== Material for the task
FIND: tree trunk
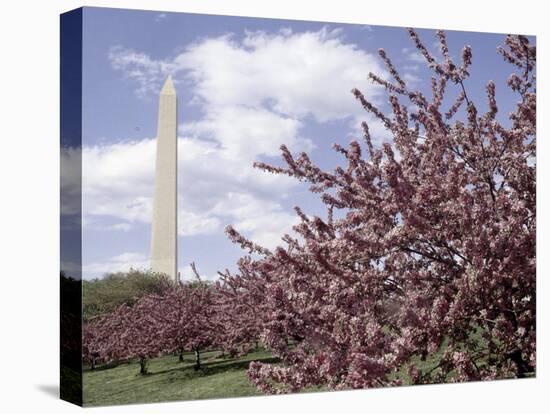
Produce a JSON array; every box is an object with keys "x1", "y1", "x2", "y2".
[
  {"x1": 194, "y1": 349, "x2": 201, "y2": 371},
  {"x1": 139, "y1": 357, "x2": 148, "y2": 375},
  {"x1": 178, "y1": 352, "x2": 184, "y2": 363},
  {"x1": 91, "y1": 357, "x2": 96, "y2": 370}
]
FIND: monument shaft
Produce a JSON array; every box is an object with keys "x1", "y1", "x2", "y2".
[{"x1": 150, "y1": 77, "x2": 178, "y2": 281}]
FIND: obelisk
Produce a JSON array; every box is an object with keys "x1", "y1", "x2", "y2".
[{"x1": 150, "y1": 76, "x2": 178, "y2": 281}]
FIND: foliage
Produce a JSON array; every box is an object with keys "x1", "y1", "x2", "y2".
[
  {"x1": 222, "y1": 31, "x2": 536, "y2": 393},
  {"x1": 214, "y1": 267, "x2": 264, "y2": 357},
  {"x1": 84, "y1": 278, "x2": 220, "y2": 373},
  {"x1": 154, "y1": 277, "x2": 219, "y2": 369},
  {"x1": 82, "y1": 269, "x2": 170, "y2": 321}
]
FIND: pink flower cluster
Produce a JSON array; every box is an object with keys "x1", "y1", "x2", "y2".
[{"x1": 227, "y1": 30, "x2": 536, "y2": 392}]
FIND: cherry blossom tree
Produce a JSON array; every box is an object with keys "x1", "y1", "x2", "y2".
[
  {"x1": 83, "y1": 319, "x2": 103, "y2": 370},
  {"x1": 159, "y1": 272, "x2": 219, "y2": 370},
  {"x1": 83, "y1": 271, "x2": 219, "y2": 373},
  {"x1": 214, "y1": 265, "x2": 265, "y2": 357},
  {"x1": 96, "y1": 298, "x2": 169, "y2": 374},
  {"x1": 224, "y1": 30, "x2": 536, "y2": 393}
]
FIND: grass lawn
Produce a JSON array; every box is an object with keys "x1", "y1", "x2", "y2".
[
  {"x1": 83, "y1": 335, "x2": 495, "y2": 406},
  {"x1": 83, "y1": 349, "x2": 279, "y2": 406}
]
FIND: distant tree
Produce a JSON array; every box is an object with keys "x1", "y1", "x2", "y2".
[
  {"x1": 224, "y1": 31, "x2": 535, "y2": 393},
  {"x1": 155, "y1": 272, "x2": 219, "y2": 370},
  {"x1": 82, "y1": 269, "x2": 170, "y2": 321},
  {"x1": 215, "y1": 264, "x2": 264, "y2": 357},
  {"x1": 90, "y1": 297, "x2": 168, "y2": 375},
  {"x1": 84, "y1": 269, "x2": 219, "y2": 373},
  {"x1": 82, "y1": 320, "x2": 102, "y2": 370}
]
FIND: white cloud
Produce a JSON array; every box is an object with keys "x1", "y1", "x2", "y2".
[
  {"x1": 402, "y1": 72, "x2": 421, "y2": 85},
  {"x1": 402, "y1": 47, "x2": 425, "y2": 64},
  {"x1": 83, "y1": 252, "x2": 150, "y2": 277},
  {"x1": 81, "y1": 216, "x2": 133, "y2": 232},
  {"x1": 109, "y1": 46, "x2": 174, "y2": 97},
  {"x1": 402, "y1": 64, "x2": 420, "y2": 72},
  {"x1": 110, "y1": 27, "x2": 386, "y2": 123},
  {"x1": 79, "y1": 136, "x2": 301, "y2": 248},
  {"x1": 178, "y1": 209, "x2": 220, "y2": 237},
  {"x1": 210, "y1": 192, "x2": 298, "y2": 249},
  {"x1": 178, "y1": 263, "x2": 217, "y2": 281},
  {"x1": 83, "y1": 139, "x2": 156, "y2": 222},
  {"x1": 155, "y1": 13, "x2": 167, "y2": 22},
  {"x1": 110, "y1": 222, "x2": 132, "y2": 231},
  {"x1": 181, "y1": 105, "x2": 312, "y2": 161}
]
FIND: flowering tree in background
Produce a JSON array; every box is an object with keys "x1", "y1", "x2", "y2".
[
  {"x1": 83, "y1": 272, "x2": 219, "y2": 373},
  {"x1": 83, "y1": 319, "x2": 103, "y2": 370},
  {"x1": 215, "y1": 264, "x2": 265, "y2": 357},
  {"x1": 94, "y1": 298, "x2": 168, "y2": 374},
  {"x1": 225, "y1": 30, "x2": 536, "y2": 393},
  {"x1": 160, "y1": 270, "x2": 220, "y2": 370}
]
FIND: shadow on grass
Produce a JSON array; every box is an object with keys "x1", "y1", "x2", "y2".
[
  {"x1": 151, "y1": 355, "x2": 280, "y2": 377},
  {"x1": 84, "y1": 361, "x2": 124, "y2": 373},
  {"x1": 200, "y1": 356, "x2": 281, "y2": 377}
]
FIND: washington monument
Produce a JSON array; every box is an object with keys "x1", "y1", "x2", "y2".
[{"x1": 150, "y1": 76, "x2": 178, "y2": 281}]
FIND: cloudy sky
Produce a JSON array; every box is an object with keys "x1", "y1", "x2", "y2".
[{"x1": 70, "y1": 7, "x2": 524, "y2": 280}]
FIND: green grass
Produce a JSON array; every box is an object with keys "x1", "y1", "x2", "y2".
[
  {"x1": 83, "y1": 331, "x2": 501, "y2": 406},
  {"x1": 83, "y1": 349, "x2": 278, "y2": 406},
  {"x1": 82, "y1": 346, "x2": 450, "y2": 406}
]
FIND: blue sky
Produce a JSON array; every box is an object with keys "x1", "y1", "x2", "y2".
[{"x1": 72, "y1": 6, "x2": 530, "y2": 280}]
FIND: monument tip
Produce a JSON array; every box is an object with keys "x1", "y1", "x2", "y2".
[{"x1": 160, "y1": 75, "x2": 176, "y2": 96}]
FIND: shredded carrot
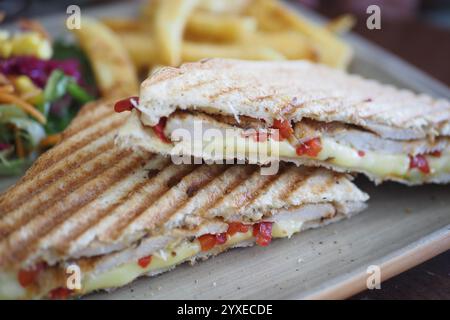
====
Exercise> Pull together all lines from the data that mention the word "monument".

Exercise output>
FIND: monument shaft
FIND: washington monument
FIND: monument tip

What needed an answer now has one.